_Work task_
In the answer, each line must appear exactly as in the records, and no picture may appear.

_Task material_
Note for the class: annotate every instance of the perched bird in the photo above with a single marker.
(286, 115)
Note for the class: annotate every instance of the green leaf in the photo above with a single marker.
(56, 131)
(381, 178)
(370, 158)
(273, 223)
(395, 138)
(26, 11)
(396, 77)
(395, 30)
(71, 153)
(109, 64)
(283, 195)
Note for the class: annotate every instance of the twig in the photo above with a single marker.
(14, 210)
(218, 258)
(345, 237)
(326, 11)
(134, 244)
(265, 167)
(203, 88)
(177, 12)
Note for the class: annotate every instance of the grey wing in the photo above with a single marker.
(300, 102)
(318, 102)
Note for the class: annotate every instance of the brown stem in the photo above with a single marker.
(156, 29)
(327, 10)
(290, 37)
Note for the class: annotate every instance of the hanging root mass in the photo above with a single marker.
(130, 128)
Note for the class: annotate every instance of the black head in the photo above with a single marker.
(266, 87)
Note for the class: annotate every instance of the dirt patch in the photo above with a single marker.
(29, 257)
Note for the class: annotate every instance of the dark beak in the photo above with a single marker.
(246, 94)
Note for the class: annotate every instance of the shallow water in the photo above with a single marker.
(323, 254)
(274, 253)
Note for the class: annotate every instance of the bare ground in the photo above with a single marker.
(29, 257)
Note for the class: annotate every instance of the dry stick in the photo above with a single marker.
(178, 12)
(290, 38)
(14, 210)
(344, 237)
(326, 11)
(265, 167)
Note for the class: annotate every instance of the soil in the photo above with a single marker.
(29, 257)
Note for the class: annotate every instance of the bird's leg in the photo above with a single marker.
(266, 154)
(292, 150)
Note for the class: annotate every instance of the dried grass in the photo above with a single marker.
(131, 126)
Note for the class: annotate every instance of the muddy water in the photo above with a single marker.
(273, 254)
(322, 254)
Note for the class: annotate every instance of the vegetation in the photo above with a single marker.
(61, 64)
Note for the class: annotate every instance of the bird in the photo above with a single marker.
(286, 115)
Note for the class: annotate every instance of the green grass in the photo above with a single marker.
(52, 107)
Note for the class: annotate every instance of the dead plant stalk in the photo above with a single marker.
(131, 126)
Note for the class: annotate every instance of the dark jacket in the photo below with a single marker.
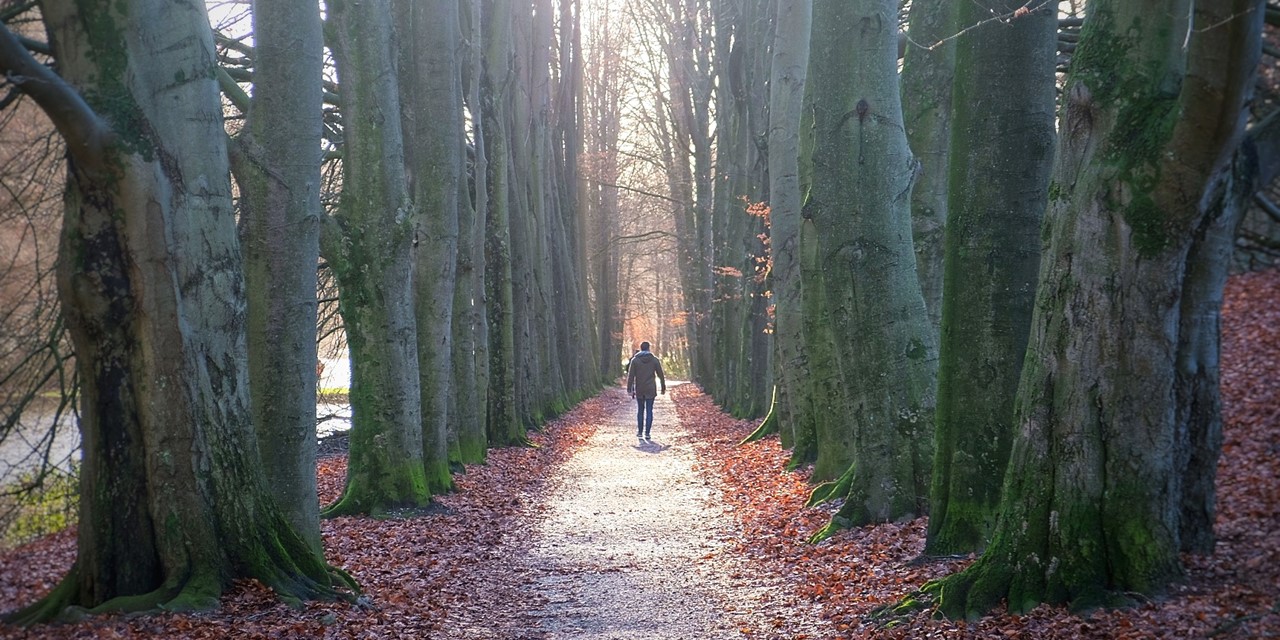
(640, 374)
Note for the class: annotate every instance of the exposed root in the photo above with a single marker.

_Reply_
Note for the class: annotate every instance of the perched bird in the photo above with a single marker.
(286, 115)
Note for the class: annotate every instance of the green leaf in the photo above with a single marker.
(56, 131)
(381, 178)
(370, 158)
(273, 223)
(395, 138)
(26, 11)
(396, 77)
(395, 30)
(71, 153)
(109, 64)
(283, 195)
Note for the class: annotate every instance of the twig in the photo above with a single marker.
(14, 210)
(218, 258)
(345, 237)
(326, 11)
(134, 244)
(265, 167)
(203, 88)
(177, 12)
Note for the class: annotate every instance of the grey wing in the photo above with a single marker.
(300, 102)
(318, 102)
Note for the class: annotate every instance of the brown stem in the photo above with a single marker.
(156, 29)
(327, 10)
(290, 37)
Note for the class: annotate every instance of the hanging root mass in the photo above with a single marker.
(130, 128)
Note for the class: annotate every instance of the black head in the photo above with a single marker.
(266, 87)
Note for the class: annotate every instance of the dirt patch in the photo above with a single marker.
(29, 257)
Note for the class: annotate every instance of the dark beak in the photo above with a single marker.
(246, 94)
Note for the class: annotate every instance of the shallow water in the photo above with a single marker.
(323, 254)
(274, 253)
Note for the class: annotate every instance of the bare ground in the photo above with a single marker.
(29, 257)
Note for the class: annotate every instance of the dry stick in the photo above with a single marker.
(178, 12)
(290, 38)
(14, 210)
(344, 237)
(326, 11)
(265, 167)
Note for the class: annotate every instance of the soil in the photo above with a single marker.
(29, 257)
Note for the class: annotate every instance of the bird's leg in the photo above with a single marker.
(266, 154)
(292, 150)
Note for the class: annotate every instance of the dried grass in the photo above with a single marker.
(131, 126)
Note for the class: annotate every instance of the muddy water in the photo above with a single marker.
(273, 254)
(322, 254)
Note for the class: annotate every instance of the vegetation in the photo above with a single marker.
(61, 64)
Note for the class: annotate every instance of the bird in the photo above with a single marker.
(286, 115)
Note for the class: annotate every instance of the green grass in the photo above with a single marker.
(52, 107)
Note for the class: annotate every instance of the dead plant stalk in the photo above with a single marker.
(131, 126)
Note for the class: annotate every instance of the dark jacket in the photo below with a single marker.
(640, 374)
Note for the class: annotate every instance of the exposed root in the photo above with a single marker.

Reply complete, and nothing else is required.